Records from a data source
__________

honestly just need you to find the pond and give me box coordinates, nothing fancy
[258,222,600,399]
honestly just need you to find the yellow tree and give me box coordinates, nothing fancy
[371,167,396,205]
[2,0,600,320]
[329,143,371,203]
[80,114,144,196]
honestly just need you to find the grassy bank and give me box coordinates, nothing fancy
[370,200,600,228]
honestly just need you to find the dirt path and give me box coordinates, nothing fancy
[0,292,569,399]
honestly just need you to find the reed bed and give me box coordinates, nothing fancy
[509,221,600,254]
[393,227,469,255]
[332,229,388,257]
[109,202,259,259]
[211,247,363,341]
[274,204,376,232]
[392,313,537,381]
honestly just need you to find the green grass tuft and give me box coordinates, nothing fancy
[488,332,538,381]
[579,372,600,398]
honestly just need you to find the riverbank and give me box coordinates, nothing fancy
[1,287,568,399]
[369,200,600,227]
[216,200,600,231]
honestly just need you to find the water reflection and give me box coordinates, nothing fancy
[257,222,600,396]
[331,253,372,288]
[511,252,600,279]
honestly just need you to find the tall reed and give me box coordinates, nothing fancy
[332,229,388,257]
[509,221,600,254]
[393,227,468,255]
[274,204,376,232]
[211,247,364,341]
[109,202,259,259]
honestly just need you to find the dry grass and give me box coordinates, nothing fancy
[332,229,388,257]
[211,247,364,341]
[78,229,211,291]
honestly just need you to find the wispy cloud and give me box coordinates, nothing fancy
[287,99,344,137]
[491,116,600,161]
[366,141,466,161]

__________

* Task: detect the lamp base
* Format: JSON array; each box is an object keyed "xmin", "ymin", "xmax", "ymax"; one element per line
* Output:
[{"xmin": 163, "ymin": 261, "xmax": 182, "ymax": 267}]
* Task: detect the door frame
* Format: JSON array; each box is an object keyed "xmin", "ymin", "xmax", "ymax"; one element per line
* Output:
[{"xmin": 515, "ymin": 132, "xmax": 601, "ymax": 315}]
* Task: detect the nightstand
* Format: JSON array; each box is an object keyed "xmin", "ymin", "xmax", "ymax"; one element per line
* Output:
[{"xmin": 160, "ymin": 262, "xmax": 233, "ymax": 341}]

__________

EXERCISE REQUIREMENTS
Please say only the number of lines in the data that hold "detect".

RESPONSE
3